**Text segment**
______

Introduction

According to Globocan (2018), breast cancer accounts for 11.6% of all cancer types and is considered the leading cause of death in women aged 20 to 50 years [1]. Given the frequency of this pathology and the negative impact it generates on global healthcare systems, an efficient management of breast cancer should revolve around an increased early detection rate when less aggressive therapeutic options are viable. The latest advances in imaging techniques have improved the sensitivity of breast cancer detection and diagnosis: mammography (MM), ultrasonography (US), elastography, magnetic resonance imaging (MRI) [2,3,4].

Deep learning (DL) represents a broader family of machine learning (ML) techniques, which has gained increasing attention in the past years, due to its application in medical imaging. The aim of this technique is to increase the accuracy (ACC) of breast cancer screening [5]. Currently, convolutional neural networks (CNN) can identify the smallest lesions in breast tissue which are difficult to identify by the naked eye, even in breasts with higher density due to a large amount of fibroglandular tissue. Pattern recognition systems help radiologists identify cancers in their earliest stages, increasing life expectancy by initiating treatments more quickly [6]. Lately, a remarkable shift was made from conventional ML methods to DL algorithms, in different fields, with an increasing potential in medical applications. Computers can be constantly trained and exposed to vast amounts of data, much more than a radiologist can experience during his/her career [7].

Although core needle breast biopsy is the current gold standard used for correctly assessing the histological types of breast pathology, some patients may prove reluctant or hardly accept undergoing this minimally invasive procedure, seeing it as a stressful experience due to the fear of pain during the procedure and the prolonged anxiety caused by the wait time for the histological reports [8].

The current aim of this study addresses this particular aspect by offering a viable and highly accurate computer-aided diagnosis tool based on DL that is capable to classify breast lesions on mammograms as either benign or malignant (ductal or non-ductal carcinoma) using the cranio-caudal (CC) view.

Materials and Methods

The local Ethics Committee approved the present study. All patients freely agreed to take part in the study based on an informed written consent.

Over the course of 4 years (January 2016–January 2020), a total of 559 female patients (aged between 30 and 88 years old) initially underwent breast US, followed by MM and breast biopsy. The patient inclusion criteria comprised the following: patient’s approval to take part in the study based on an informed written consent, breast tissue changes detected on MM ± breast US. In patients under 40 years of age, a MM was performed only when breast US detected suspicious lesions or when genetic risk factors were associated. The patients were excluded from the study if one of the following conditions were met: patient’s refusal to take part in the study, recent breast trauma, breast lesions near the skin/areola.

______

**Task set**
1 > List every imaging technique that the breast cancer study text says has improved the sensitivity of breast cancer detection and diagnosis.
2 > Transcribe the breast cancer study text between "Although core needle" and "histological reports [8].", inclusive.

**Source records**

______

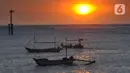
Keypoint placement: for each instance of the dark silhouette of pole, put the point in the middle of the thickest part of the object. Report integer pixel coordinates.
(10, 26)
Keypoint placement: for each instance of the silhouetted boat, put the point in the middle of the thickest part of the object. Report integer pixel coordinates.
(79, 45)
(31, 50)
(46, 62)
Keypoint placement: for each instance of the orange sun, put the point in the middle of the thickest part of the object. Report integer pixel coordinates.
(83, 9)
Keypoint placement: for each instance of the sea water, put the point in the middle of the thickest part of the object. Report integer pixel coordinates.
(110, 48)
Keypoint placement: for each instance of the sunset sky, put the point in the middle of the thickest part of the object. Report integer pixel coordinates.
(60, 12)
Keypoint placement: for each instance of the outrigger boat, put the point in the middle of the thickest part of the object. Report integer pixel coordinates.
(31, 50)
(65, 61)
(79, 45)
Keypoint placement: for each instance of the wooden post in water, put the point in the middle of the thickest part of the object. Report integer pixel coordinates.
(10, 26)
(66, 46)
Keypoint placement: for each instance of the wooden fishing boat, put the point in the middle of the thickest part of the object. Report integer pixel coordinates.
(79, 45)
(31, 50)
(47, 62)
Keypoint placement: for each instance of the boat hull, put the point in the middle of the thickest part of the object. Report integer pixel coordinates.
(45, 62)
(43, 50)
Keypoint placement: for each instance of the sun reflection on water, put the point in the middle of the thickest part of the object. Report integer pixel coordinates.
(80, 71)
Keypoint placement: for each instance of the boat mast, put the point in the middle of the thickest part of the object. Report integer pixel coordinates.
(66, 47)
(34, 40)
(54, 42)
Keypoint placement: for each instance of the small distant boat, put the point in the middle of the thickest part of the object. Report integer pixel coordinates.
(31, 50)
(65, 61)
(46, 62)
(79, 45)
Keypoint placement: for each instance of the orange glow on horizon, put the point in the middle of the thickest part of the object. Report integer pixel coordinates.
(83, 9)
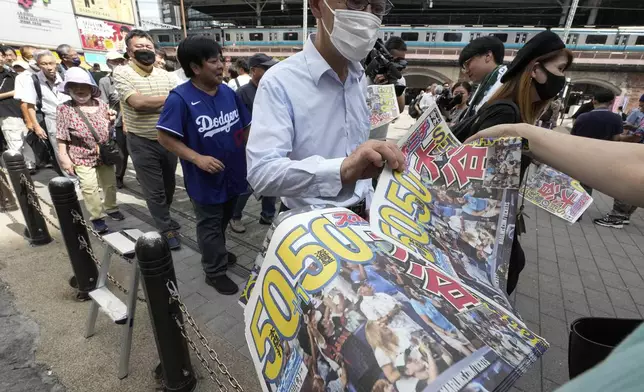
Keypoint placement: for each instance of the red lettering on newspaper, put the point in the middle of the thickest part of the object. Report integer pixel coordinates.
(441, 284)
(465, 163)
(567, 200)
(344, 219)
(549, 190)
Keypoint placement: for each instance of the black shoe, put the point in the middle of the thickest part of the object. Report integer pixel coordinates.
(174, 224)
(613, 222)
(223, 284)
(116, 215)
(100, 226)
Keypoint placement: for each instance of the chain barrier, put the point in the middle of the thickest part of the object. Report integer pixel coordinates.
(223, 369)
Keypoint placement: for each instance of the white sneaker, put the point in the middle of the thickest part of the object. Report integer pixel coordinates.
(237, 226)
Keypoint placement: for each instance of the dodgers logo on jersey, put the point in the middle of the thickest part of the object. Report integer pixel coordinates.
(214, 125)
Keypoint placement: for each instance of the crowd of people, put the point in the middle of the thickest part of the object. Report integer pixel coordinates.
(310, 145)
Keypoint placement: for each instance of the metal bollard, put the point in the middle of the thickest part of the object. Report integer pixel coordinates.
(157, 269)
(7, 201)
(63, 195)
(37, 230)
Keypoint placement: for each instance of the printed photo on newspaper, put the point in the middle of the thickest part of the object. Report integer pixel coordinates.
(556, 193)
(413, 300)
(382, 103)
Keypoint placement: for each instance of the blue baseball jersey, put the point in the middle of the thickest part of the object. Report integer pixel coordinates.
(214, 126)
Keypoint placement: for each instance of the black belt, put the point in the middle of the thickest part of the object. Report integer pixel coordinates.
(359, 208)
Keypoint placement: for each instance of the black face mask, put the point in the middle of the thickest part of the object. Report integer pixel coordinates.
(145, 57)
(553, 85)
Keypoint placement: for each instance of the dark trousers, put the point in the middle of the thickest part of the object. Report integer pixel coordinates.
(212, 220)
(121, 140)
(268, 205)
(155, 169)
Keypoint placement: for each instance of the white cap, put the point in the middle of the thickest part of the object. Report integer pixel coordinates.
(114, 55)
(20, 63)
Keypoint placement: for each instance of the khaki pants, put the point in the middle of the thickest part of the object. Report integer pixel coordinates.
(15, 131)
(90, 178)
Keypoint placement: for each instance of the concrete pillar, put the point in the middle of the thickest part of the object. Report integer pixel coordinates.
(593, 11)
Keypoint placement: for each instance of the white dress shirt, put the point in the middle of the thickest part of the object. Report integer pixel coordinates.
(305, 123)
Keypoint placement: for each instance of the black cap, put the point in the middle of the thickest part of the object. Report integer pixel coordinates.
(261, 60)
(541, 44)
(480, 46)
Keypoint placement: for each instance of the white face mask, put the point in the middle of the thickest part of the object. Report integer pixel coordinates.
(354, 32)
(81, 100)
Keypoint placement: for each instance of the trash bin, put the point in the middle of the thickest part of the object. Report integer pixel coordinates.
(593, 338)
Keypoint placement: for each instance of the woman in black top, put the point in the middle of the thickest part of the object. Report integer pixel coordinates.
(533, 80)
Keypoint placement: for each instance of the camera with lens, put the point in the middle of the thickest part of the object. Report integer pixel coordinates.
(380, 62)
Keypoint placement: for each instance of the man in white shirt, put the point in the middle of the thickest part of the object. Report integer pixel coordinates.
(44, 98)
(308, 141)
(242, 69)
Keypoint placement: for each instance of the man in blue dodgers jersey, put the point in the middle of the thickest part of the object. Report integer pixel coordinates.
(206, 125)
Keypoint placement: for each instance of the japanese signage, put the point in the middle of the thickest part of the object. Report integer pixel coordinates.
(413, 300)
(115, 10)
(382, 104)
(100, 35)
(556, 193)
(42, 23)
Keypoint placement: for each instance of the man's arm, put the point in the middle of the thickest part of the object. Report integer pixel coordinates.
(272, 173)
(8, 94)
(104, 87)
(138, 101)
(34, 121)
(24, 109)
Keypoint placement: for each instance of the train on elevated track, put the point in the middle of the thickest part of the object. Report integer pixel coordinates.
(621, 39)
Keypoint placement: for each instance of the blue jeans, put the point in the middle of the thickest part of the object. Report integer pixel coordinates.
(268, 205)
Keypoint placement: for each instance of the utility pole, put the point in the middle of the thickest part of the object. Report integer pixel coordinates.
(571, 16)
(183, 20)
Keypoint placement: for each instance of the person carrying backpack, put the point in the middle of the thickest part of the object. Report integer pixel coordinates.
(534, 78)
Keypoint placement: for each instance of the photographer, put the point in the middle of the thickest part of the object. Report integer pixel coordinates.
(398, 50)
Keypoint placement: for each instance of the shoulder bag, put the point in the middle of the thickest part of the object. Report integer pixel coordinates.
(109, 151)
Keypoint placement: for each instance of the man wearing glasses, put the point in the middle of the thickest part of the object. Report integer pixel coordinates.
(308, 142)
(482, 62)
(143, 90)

______

**Results for each task**
1 >
- Mammography (MM)
- Ultrasonography (US)
- Elastography
- Magnetic resonance imaging (MRI)

2 >
Although core needle breast biopsy is the current gold standard used for correctly assessing the histological types of breast pathology, some patients may prove reluctant or hardly accept undergoing this minimally invasive procedure, seeing it as a stressful experience due to the fear of pain during the procedure and the prolonged anxiety caused by the wait time for the histological reports [8].